▶ **Requirements**:
Reproduce the material in full, unchanged.
## Start
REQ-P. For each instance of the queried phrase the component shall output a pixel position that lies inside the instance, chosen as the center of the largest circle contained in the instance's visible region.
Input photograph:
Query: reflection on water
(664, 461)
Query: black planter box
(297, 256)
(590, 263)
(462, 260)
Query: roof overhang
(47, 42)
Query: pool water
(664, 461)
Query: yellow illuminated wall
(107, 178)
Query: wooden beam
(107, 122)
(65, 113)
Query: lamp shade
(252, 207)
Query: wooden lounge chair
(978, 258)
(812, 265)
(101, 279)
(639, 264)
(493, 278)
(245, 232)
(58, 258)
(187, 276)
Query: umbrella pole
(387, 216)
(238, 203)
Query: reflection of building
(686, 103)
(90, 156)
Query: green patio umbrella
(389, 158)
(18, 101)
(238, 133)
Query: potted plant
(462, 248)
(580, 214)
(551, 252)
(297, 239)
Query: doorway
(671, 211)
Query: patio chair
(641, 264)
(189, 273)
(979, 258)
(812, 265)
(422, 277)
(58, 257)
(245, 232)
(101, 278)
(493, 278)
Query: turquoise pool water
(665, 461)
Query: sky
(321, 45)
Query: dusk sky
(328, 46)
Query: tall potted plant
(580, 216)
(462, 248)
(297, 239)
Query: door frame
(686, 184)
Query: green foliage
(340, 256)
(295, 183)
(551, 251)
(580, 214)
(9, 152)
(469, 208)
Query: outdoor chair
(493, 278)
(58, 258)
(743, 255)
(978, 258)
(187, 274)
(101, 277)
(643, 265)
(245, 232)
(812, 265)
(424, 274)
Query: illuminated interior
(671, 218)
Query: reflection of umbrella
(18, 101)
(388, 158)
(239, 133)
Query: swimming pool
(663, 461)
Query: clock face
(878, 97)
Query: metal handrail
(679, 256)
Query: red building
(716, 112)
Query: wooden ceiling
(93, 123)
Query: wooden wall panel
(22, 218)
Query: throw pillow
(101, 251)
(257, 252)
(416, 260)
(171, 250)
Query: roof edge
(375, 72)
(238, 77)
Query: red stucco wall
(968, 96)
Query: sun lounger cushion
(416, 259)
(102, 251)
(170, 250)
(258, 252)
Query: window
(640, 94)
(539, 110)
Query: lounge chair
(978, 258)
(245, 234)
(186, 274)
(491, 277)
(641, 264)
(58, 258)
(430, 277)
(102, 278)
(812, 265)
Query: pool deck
## End
▶ **Task output**:
REQ-P. For each instance of the queried phrase the component shall output a pixel position that lies inside the instance, chosen as the center of the largest circle contained in the instance's visible region.
Input photograph:
Query: reflection on water
(664, 461)
Query: black planter box
(297, 256)
(590, 263)
(462, 260)
Query: roof overhang
(47, 42)
Query: pool water
(664, 461)
Query: yellow illuminated wall
(107, 178)
Query: wooden beam
(107, 122)
(65, 113)
Query: lamp shade
(252, 207)
Query: wooden lounge chair
(978, 258)
(812, 265)
(101, 279)
(639, 264)
(493, 278)
(245, 232)
(58, 258)
(187, 276)
Query: umbrella pole
(387, 216)
(238, 203)
Query: reflection of building
(686, 103)
(90, 156)
Query: green patio umbrella
(389, 158)
(18, 101)
(238, 133)
Query: potted plant
(462, 248)
(580, 214)
(551, 252)
(297, 239)
Query: doorway
(671, 211)
Query: patio chair
(641, 264)
(189, 273)
(979, 258)
(812, 265)
(422, 277)
(58, 257)
(245, 232)
(101, 278)
(493, 278)
Query: turquoise pool water
(665, 461)
Query: sky
(321, 45)
Query: dusk sky
(328, 46)
Query: tall potted plant
(580, 216)
(462, 248)
(297, 239)
Query: door frame
(686, 184)
Query: green foliage
(340, 256)
(295, 183)
(551, 251)
(580, 214)
(9, 152)
(469, 208)
Query: outdoor chair
(493, 278)
(58, 258)
(743, 255)
(978, 258)
(187, 274)
(101, 277)
(643, 265)
(245, 232)
(812, 265)
(424, 274)
Query: illuminated interior
(671, 218)
Query: reflection of umbrella
(18, 101)
(388, 158)
(239, 133)
Query: swimming pool
(663, 461)
Query: clock face
(878, 97)
Query: metal handrail
(679, 256)
Query: red building
(716, 112)
Query: wooden ceiling
(93, 123)
Query: wooden wall panel
(22, 218)
Query: throw pillow
(101, 251)
(257, 252)
(416, 260)
(171, 250)
Query: roof edge
(375, 72)
(238, 77)
Query: red stucco wall
(968, 96)
Query: sun lounger cushion
(416, 259)
(102, 251)
(170, 250)
(258, 252)
Query: window
(640, 94)
(539, 110)
Query: lounge chair
(978, 258)
(245, 234)
(186, 274)
(491, 277)
(641, 264)
(58, 258)
(430, 277)
(102, 278)
(812, 265)
Query: pool deck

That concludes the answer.